(Stored data entries)
::::::::

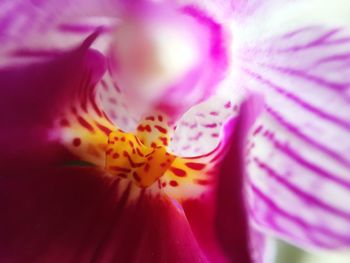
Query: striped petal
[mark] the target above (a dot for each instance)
(298, 157)
(67, 214)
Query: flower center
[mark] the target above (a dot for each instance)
(127, 157)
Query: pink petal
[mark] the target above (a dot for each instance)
(199, 130)
(299, 152)
(196, 84)
(33, 30)
(218, 217)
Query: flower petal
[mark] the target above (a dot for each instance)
(35, 30)
(72, 214)
(218, 217)
(198, 130)
(301, 142)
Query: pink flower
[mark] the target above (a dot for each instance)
(161, 131)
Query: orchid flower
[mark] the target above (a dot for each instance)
(173, 131)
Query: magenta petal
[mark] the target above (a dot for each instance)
(33, 95)
(74, 215)
(218, 218)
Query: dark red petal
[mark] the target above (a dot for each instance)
(33, 95)
(231, 218)
(218, 218)
(74, 215)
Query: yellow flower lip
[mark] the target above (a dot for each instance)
(128, 157)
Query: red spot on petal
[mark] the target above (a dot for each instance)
(103, 128)
(164, 140)
(178, 172)
(160, 129)
(195, 166)
(64, 123)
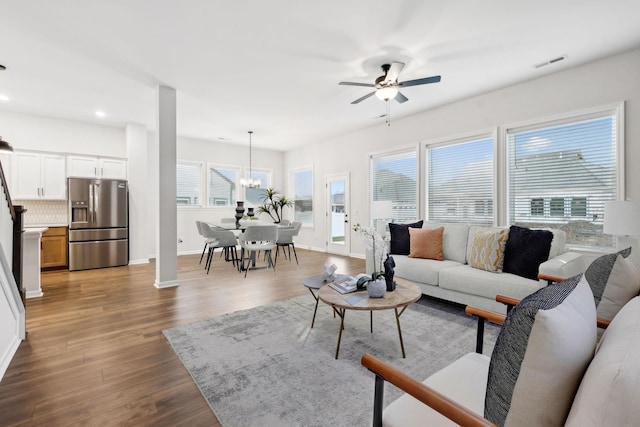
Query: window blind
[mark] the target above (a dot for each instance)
(303, 196)
(394, 178)
(560, 175)
(459, 185)
(188, 177)
(222, 184)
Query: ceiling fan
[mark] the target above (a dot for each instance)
(387, 85)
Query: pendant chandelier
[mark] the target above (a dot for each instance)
(250, 182)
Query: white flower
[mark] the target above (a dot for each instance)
(377, 243)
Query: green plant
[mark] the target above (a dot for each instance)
(273, 204)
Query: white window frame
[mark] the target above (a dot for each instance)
(616, 109)
(239, 191)
(292, 186)
(201, 165)
(403, 150)
(492, 134)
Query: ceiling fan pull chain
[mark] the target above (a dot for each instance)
(388, 113)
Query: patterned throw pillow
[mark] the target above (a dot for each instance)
(541, 353)
(487, 252)
(598, 272)
(614, 280)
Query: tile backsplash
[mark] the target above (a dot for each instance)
(44, 212)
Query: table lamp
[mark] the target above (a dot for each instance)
(622, 219)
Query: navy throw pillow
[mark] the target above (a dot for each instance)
(525, 250)
(400, 237)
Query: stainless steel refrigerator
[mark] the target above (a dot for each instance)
(98, 223)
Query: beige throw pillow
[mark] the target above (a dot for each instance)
(487, 252)
(425, 243)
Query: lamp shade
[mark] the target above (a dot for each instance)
(622, 218)
(5, 146)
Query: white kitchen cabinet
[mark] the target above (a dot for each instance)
(39, 176)
(94, 167)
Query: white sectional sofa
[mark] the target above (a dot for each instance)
(454, 280)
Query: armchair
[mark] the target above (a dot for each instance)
(522, 383)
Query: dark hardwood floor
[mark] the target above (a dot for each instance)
(95, 353)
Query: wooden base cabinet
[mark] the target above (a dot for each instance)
(54, 248)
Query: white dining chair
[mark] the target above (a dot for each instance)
(255, 239)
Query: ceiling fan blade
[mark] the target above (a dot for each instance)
(424, 81)
(356, 84)
(394, 72)
(363, 98)
(401, 98)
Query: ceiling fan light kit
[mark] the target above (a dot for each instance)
(386, 93)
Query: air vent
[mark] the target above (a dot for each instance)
(551, 61)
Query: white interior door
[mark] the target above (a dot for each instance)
(337, 213)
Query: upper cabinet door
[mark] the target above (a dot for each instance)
(54, 177)
(39, 176)
(82, 167)
(112, 168)
(26, 176)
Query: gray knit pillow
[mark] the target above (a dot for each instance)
(540, 355)
(598, 272)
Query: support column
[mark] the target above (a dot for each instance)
(166, 212)
(139, 194)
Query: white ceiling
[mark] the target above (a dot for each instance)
(274, 66)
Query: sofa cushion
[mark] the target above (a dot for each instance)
(426, 243)
(399, 244)
(469, 280)
(622, 286)
(525, 250)
(598, 272)
(608, 393)
(421, 270)
(559, 242)
(463, 381)
(487, 250)
(454, 240)
(541, 353)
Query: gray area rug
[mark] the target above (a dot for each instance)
(266, 366)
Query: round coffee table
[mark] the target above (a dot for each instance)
(314, 283)
(404, 294)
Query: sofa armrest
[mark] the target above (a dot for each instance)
(564, 265)
(550, 279)
(483, 315)
(430, 397)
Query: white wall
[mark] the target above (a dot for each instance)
(597, 84)
(27, 132)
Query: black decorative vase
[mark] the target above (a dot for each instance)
(389, 265)
(239, 213)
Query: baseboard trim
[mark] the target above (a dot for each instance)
(167, 284)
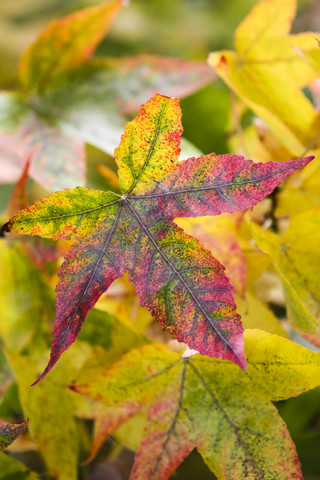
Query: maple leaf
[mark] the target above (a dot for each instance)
(200, 402)
(176, 278)
(9, 432)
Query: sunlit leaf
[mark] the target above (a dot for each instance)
(213, 406)
(295, 254)
(27, 303)
(218, 234)
(265, 51)
(52, 425)
(65, 45)
(11, 468)
(9, 432)
(176, 278)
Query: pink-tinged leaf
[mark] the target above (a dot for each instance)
(65, 45)
(212, 406)
(57, 159)
(19, 198)
(214, 184)
(152, 74)
(175, 277)
(87, 272)
(9, 432)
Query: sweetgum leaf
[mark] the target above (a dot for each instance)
(296, 257)
(11, 468)
(52, 423)
(65, 45)
(175, 277)
(9, 432)
(211, 405)
(265, 51)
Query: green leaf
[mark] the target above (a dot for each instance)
(11, 469)
(150, 145)
(177, 279)
(9, 432)
(295, 254)
(265, 51)
(27, 303)
(213, 406)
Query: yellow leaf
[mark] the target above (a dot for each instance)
(268, 70)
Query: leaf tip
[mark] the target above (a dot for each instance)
(6, 227)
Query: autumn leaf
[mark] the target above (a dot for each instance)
(12, 468)
(176, 278)
(218, 234)
(69, 98)
(212, 406)
(65, 45)
(9, 432)
(295, 255)
(265, 51)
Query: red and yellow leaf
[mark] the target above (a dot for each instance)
(213, 406)
(175, 277)
(150, 146)
(65, 45)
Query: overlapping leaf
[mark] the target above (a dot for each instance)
(9, 432)
(177, 279)
(265, 51)
(296, 257)
(69, 98)
(224, 412)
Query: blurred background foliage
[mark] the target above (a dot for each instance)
(187, 29)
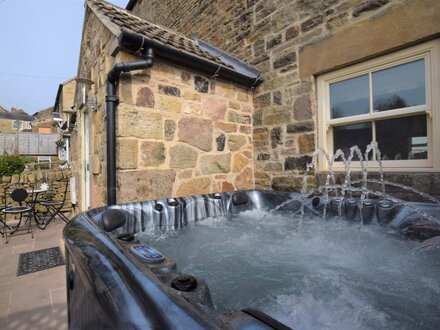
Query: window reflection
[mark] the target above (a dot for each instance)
(403, 138)
(344, 137)
(349, 97)
(398, 87)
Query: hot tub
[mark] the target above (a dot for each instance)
(252, 259)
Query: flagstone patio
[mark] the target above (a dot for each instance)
(36, 300)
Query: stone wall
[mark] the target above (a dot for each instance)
(6, 126)
(291, 42)
(178, 132)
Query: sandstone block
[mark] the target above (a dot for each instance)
(138, 122)
(276, 137)
(170, 128)
(146, 184)
(307, 126)
(297, 163)
(243, 96)
(273, 166)
(214, 107)
(169, 90)
(225, 90)
(245, 179)
(201, 84)
(183, 156)
(239, 162)
(368, 5)
(292, 32)
(235, 141)
(287, 183)
(306, 143)
(195, 186)
(262, 101)
(212, 164)
(246, 129)
(302, 108)
(227, 127)
(145, 98)
(276, 118)
(197, 132)
(221, 139)
(170, 104)
(191, 96)
(126, 153)
(238, 117)
(152, 153)
(284, 60)
(234, 105)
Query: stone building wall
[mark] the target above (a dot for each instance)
(6, 126)
(178, 132)
(291, 42)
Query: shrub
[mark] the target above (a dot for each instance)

::::::::

▸ **Task**
Every line that holds the word "window" should be copied from the records above.

▸ **Exercise answer**
Query: window blind
Query: white window frame
Query: window reflection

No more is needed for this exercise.